(Position identification records)

|---|

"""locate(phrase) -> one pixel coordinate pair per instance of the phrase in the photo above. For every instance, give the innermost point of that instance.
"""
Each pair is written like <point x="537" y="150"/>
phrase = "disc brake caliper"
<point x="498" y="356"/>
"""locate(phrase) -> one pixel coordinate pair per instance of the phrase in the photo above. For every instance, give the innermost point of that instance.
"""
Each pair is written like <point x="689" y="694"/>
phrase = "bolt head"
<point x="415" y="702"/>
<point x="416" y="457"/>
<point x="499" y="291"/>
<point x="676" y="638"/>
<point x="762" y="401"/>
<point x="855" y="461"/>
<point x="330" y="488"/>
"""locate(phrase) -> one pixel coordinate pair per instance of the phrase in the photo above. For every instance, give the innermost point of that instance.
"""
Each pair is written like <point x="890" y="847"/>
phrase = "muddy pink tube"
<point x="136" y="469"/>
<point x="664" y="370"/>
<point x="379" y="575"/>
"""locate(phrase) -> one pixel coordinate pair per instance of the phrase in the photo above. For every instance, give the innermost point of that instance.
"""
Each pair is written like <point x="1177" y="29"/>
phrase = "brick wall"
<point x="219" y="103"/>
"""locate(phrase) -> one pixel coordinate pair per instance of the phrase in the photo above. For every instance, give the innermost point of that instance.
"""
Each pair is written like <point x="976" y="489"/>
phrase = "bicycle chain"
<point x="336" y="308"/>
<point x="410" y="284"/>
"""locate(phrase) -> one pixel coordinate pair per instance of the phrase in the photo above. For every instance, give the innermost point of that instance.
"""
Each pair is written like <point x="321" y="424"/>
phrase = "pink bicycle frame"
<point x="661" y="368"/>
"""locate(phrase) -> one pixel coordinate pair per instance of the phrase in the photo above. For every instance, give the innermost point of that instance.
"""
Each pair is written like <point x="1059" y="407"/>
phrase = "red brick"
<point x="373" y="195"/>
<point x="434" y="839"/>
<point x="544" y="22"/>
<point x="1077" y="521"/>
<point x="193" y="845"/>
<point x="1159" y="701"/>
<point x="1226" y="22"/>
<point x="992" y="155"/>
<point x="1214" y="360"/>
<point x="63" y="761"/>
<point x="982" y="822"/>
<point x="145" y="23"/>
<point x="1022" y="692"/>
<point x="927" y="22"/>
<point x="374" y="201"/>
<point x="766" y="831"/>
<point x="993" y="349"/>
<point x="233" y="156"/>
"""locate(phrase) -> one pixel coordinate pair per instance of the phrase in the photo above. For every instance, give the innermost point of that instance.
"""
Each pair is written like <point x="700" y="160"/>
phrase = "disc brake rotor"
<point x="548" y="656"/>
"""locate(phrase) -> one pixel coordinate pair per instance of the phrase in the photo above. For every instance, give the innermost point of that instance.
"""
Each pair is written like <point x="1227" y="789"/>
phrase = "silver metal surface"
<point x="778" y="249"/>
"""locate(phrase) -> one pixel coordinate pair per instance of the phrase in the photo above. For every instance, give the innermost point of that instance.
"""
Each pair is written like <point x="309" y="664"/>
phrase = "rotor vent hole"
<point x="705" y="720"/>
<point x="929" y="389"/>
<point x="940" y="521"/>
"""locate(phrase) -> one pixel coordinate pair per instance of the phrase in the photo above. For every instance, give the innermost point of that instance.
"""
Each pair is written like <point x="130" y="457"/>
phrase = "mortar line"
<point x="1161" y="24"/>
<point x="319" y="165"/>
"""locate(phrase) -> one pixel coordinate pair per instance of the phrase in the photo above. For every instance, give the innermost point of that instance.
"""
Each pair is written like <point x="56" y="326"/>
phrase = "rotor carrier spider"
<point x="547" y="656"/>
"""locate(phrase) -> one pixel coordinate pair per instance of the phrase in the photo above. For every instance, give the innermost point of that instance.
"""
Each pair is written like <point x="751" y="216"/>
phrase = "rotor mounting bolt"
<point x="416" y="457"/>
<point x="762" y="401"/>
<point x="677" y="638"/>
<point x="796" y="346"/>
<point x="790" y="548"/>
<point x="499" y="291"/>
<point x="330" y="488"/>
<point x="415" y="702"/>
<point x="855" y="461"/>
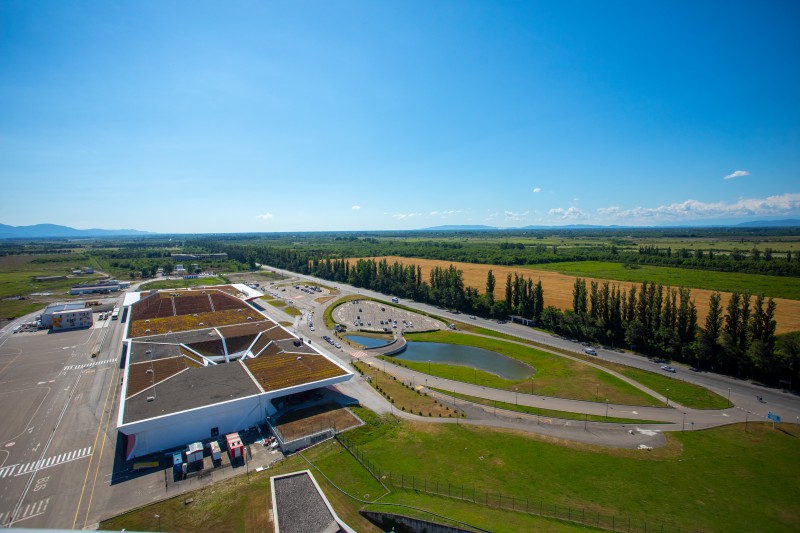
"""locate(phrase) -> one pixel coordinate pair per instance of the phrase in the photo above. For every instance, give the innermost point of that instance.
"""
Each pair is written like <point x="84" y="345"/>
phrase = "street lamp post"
<point x="454" y="406"/>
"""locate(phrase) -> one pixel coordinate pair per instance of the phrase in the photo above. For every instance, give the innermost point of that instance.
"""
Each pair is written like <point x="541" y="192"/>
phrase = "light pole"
<point x="454" y="406"/>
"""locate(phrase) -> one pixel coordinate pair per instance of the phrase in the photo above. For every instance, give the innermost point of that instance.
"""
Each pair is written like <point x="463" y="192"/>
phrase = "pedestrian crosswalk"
<point x="27" y="468"/>
<point x="88" y="365"/>
<point x="27" y="511"/>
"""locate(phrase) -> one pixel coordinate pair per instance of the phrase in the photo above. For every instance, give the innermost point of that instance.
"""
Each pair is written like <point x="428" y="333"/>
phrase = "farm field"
<point x="182" y="283"/>
<point x="17" y="278"/>
<point x="775" y="286"/>
<point x="558" y="287"/>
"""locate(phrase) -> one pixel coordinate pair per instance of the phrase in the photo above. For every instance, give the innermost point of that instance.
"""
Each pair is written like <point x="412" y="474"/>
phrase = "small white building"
<point x="71" y="319"/>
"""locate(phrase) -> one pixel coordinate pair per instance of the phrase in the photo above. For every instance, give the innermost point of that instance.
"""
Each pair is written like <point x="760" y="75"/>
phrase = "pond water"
<point x="454" y="354"/>
<point x="369" y="342"/>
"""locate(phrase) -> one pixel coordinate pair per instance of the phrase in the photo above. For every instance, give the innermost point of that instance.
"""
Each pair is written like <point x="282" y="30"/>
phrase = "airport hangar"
<point x="204" y="362"/>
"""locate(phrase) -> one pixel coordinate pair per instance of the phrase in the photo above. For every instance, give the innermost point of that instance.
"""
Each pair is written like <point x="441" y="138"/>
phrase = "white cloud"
<point x="573" y="213"/>
<point x="694" y="209"/>
<point x="737" y="174"/>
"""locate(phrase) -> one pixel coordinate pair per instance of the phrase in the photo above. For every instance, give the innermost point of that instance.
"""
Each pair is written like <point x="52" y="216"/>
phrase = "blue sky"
<point x="372" y="115"/>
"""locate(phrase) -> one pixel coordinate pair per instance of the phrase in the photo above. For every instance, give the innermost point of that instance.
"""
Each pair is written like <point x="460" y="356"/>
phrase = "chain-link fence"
<point x="498" y="500"/>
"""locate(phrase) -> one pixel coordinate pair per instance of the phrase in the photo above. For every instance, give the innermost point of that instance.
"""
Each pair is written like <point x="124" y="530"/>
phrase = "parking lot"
<point x="368" y="315"/>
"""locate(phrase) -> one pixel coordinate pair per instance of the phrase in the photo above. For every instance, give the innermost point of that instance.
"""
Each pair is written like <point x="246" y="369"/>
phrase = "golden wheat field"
<point x="558" y="287"/>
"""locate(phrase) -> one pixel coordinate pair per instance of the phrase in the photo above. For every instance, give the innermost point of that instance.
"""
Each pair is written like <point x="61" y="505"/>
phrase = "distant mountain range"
<point x="53" y="230"/>
<point x="785" y="223"/>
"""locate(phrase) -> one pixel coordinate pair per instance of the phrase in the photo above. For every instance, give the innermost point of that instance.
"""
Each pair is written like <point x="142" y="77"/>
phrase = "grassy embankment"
<point x="182" y="283"/>
<point x="689" y="483"/>
<point x="280" y="304"/>
<point x="401" y="395"/>
<point x="775" y="286"/>
<point x="555" y="375"/>
<point x="546" y="413"/>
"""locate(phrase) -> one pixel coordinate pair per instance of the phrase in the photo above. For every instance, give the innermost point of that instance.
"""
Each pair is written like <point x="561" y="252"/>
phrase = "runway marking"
<point x="12" y="470"/>
<point x="88" y="365"/>
<point x="32" y="509"/>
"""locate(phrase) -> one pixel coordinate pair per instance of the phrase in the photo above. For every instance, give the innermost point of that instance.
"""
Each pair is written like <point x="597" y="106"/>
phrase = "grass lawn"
<point x="723" y="479"/>
<point x="555" y="376"/>
<point x="292" y="311"/>
<point x="17" y="278"/>
<point x="182" y="283"/>
<point x="686" y="394"/>
<point x="549" y="413"/>
<point x="714" y="480"/>
<point x="402" y="395"/>
<point x="775" y="286"/>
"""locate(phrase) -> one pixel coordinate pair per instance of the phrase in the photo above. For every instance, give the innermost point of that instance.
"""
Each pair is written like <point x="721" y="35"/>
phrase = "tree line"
<point x="737" y="339"/>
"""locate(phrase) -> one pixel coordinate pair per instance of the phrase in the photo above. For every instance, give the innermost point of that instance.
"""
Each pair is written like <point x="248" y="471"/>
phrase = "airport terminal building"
<point x="201" y="363"/>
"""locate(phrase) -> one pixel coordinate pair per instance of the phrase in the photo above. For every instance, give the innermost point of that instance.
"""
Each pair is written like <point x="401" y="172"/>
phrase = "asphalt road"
<point x="743" y="394"/>
<point x="58" y="435"/>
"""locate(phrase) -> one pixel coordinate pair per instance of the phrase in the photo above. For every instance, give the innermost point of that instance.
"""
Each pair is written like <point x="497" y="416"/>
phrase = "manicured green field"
<point x="548" y="413"/>
<point x="17" y="278"/>
<point x="723" y="479"/>
<point x="555" y="376"/>
<point x="775" y="286"/>
<point x="182" y="283"/>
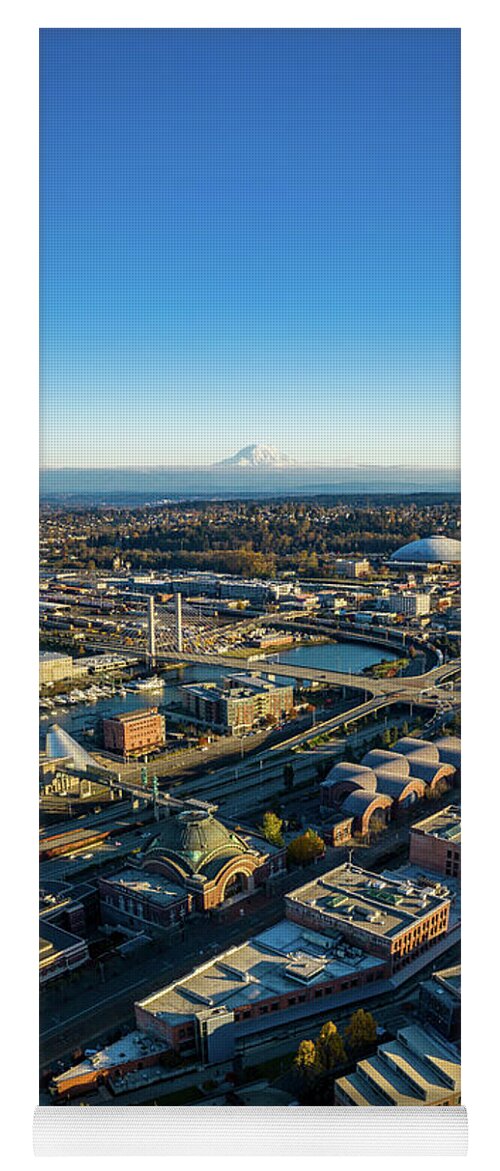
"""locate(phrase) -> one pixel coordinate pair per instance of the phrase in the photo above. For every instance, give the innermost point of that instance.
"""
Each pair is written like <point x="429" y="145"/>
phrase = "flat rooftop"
<point x="369" y="902"/>
<point x="131" y="1047"/>
<point x="446" y="824"/>
<point x="278" y="961"/>
<point x="422" y="878"/>
<point x="156" y="888"/>
<point x="141" y="713"/>
<point x="52" y="656"/>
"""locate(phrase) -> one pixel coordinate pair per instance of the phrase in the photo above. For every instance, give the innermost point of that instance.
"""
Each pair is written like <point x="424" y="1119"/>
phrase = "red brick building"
<point x="394" y="919"/>
<point x="436" y="842"/>
<point x="135" y="733"/>
<point x="212" y="862"/>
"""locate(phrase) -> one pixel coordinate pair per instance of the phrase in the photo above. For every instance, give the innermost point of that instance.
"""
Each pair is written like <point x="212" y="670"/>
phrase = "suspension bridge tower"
<point x="179" y="622"/>
<point x="151" y="639"/>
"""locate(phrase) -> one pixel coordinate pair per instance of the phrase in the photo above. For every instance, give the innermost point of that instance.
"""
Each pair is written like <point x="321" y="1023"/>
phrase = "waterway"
<point x="351" y="657"/>
<point x="80" y="718"/>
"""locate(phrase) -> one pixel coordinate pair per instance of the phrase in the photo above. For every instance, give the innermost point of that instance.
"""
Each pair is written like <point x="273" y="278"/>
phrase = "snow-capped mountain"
<point x="257" y="456"/>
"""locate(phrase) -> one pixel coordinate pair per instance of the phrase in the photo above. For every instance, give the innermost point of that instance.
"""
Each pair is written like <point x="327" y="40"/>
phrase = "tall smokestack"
<point x="179" y="622"/>
<point x="151" y="644"/>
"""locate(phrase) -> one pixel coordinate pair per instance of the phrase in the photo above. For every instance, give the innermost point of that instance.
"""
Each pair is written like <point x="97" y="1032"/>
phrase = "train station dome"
<point x="438" y="549"/>
<point x="192" y="840"/>
<point x="209" y="860"/>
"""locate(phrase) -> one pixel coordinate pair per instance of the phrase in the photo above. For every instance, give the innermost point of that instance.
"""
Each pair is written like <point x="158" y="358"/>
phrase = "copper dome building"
<point x="211" y="861"/>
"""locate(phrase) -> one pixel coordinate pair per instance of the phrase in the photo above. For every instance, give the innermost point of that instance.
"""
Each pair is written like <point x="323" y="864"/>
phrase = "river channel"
<point x="80" y="718"/>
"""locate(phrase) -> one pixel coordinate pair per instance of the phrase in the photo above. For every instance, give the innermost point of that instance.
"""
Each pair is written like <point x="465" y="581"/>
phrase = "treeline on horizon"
<point x="251" y="539"/>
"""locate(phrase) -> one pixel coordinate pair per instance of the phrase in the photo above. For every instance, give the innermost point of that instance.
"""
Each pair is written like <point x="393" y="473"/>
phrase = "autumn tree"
<point x="288" y="776"/>
<point x="272" y="826"/>
<point x="330" y="1049"/>
<point x="306" y="1060"/>
<point x="361" y="1031"/>
<point x="305" y="849"/>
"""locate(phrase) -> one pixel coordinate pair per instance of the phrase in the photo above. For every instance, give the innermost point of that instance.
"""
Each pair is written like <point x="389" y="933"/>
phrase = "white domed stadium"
<point x="438" y="549"/>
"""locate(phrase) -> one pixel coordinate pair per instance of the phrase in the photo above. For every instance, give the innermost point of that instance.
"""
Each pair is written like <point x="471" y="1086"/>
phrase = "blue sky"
<point x="250" y="235"/>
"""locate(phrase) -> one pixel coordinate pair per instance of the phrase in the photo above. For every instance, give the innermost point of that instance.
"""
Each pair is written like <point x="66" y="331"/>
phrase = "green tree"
<point x="272" y="827"/>
<point x="306" y="1060"/>
<point x="305" y="849"/>
<point x="330" y="1049"/>
<point x="361" y="1031"/>
<point x="288" y="776"/>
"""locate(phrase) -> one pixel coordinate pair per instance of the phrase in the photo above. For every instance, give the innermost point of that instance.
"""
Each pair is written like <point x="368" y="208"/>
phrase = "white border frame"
<point x="19" y="81"/>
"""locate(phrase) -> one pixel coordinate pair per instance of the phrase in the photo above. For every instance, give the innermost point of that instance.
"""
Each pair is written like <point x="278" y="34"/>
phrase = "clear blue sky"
<point x="250" y="235"/>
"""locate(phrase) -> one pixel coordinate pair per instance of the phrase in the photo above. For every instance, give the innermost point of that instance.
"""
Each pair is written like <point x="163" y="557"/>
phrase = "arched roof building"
<point x="450" y="751"/>
<point x="381" y="758"/>
<point x="344" y="778"/>
<point x="362" y="806"/>
<point x="403" y="789"/>
<point x="417" y="750"/>
<point x="206" y="857"/>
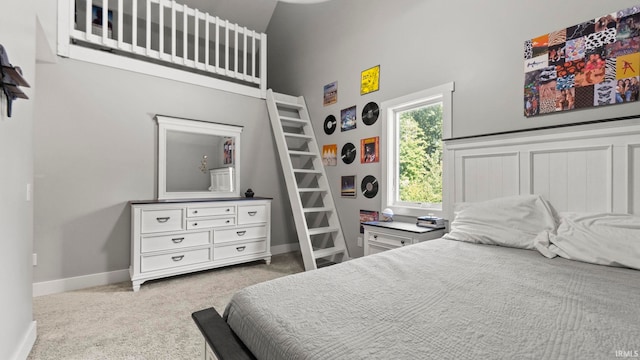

|---|

# Task statement
Count the lines above that contain the string "airport", where case counts. Reply with the number alone.

# Output below
2